* **Supplied data**
────
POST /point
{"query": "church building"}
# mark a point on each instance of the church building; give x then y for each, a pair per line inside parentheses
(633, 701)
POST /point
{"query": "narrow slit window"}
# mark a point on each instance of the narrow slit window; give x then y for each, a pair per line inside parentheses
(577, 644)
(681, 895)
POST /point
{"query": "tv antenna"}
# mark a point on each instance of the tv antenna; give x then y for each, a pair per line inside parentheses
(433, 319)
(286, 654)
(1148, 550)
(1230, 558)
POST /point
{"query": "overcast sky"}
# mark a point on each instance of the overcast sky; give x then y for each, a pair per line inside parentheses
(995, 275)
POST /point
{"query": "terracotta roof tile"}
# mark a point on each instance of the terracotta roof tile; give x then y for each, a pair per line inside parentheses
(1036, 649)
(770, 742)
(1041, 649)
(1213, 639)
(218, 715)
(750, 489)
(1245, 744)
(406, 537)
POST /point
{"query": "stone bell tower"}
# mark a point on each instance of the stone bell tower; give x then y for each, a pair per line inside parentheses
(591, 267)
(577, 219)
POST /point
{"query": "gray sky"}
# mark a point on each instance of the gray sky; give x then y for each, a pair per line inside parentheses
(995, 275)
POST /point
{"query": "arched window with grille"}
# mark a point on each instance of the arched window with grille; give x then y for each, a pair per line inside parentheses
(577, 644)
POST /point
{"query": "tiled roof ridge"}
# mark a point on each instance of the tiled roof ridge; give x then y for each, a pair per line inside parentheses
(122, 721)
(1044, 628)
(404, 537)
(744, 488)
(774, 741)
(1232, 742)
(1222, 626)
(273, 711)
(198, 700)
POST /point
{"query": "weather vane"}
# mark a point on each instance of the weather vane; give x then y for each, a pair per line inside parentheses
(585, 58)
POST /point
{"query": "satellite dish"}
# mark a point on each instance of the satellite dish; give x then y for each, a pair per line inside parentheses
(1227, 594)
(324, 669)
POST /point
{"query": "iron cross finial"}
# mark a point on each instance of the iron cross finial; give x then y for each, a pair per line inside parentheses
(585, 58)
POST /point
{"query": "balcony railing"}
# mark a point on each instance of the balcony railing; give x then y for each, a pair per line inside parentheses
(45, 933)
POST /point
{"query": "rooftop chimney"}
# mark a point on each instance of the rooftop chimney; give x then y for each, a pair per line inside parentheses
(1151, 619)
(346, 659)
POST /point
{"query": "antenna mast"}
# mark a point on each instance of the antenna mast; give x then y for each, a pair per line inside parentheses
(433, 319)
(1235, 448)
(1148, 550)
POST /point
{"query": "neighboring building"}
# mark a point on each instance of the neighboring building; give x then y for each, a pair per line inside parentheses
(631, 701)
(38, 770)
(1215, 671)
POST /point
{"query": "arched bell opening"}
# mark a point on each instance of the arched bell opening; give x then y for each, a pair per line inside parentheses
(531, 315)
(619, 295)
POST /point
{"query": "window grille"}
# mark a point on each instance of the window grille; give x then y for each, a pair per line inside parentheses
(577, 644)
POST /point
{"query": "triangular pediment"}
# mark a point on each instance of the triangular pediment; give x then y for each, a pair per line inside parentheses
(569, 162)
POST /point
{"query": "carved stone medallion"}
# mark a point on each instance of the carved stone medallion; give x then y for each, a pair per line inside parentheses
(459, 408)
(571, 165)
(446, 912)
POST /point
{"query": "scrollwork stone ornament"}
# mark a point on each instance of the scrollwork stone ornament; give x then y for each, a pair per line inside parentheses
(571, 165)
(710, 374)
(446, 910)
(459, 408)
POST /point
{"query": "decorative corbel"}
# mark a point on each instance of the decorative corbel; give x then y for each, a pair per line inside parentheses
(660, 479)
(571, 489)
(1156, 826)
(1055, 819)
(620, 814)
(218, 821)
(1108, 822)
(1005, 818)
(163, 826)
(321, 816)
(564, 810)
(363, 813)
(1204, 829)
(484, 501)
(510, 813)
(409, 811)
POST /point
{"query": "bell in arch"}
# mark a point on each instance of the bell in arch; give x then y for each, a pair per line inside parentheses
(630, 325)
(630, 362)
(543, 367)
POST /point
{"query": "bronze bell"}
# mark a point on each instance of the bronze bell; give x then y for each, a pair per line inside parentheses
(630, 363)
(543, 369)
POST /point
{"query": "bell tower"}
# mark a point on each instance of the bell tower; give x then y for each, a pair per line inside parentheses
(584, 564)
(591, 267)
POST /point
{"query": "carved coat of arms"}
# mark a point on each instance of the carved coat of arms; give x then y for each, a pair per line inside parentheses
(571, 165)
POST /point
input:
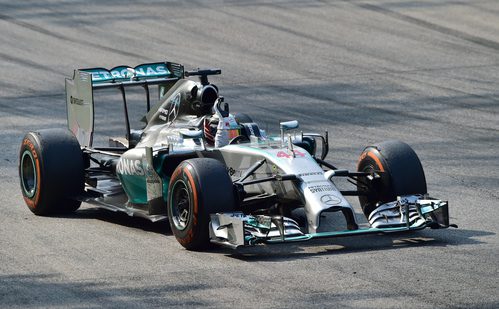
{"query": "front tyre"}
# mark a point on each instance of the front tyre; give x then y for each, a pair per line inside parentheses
(400, 170)
(198, 188)
(51, 171)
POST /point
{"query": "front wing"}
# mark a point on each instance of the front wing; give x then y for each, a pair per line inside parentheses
(408, 213)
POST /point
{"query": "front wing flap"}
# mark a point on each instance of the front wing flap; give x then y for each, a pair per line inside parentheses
(408, 213)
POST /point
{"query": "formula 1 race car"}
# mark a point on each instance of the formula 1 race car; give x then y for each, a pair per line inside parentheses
(216, 176)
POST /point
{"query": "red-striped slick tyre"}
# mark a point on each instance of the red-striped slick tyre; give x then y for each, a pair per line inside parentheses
(400, 170)
(51, 171)
(198, 187)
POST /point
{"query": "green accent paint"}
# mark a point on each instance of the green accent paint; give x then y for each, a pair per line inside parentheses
(135, 188)
(28, 174)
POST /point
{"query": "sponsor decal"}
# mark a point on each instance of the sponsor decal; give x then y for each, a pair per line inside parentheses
(77, 101)
(311, 174)
(321, 188)
(130, 167)
(283, 154)
(330, 199)
(123, 73)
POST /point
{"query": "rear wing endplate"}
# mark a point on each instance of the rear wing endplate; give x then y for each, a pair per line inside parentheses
(79, 91)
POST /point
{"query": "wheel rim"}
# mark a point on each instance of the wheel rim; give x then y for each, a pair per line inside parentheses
(180, 205)
(28, 174)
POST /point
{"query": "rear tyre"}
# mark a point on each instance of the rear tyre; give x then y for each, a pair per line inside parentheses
(198, 187)
(400, 170)
(51, 171)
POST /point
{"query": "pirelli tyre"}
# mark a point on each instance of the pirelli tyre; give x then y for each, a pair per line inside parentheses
(400, 171)
(51, 171)
(198, 187)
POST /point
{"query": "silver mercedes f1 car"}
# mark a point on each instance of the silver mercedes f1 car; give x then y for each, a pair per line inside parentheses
(215, 175)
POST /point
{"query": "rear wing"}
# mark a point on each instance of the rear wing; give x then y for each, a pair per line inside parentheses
(80, 88)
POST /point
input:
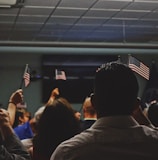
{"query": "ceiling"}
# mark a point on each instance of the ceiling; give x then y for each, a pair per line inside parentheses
(47, 22)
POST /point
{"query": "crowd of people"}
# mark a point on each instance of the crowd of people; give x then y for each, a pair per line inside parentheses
(114, 125)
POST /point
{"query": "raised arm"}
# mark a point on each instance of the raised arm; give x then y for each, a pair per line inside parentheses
(15, 98)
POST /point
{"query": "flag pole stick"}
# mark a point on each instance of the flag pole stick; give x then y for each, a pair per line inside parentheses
(22, 80)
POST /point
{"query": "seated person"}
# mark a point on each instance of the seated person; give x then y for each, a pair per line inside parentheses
(11, 147)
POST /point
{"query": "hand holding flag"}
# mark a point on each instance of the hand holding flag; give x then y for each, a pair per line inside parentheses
(26, 77)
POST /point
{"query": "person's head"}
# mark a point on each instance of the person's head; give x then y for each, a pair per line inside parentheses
(115, 90)
(21, 116)
(88, 109)
(56, 124)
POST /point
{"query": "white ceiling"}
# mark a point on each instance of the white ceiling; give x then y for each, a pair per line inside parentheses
(80, 21)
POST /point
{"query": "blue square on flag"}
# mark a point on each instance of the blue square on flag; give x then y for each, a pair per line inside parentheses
(60, 75)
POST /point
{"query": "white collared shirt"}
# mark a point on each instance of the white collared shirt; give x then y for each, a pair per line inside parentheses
────
* **Exercise aim**
Could you return every line from the entries above in which the string "collared" occurs?

* **Answer to this problem**
{"query": "white collared shirt"}
# mark a point on each instance of the white collared shirt; give x then y for each, a pair per line inside parentheses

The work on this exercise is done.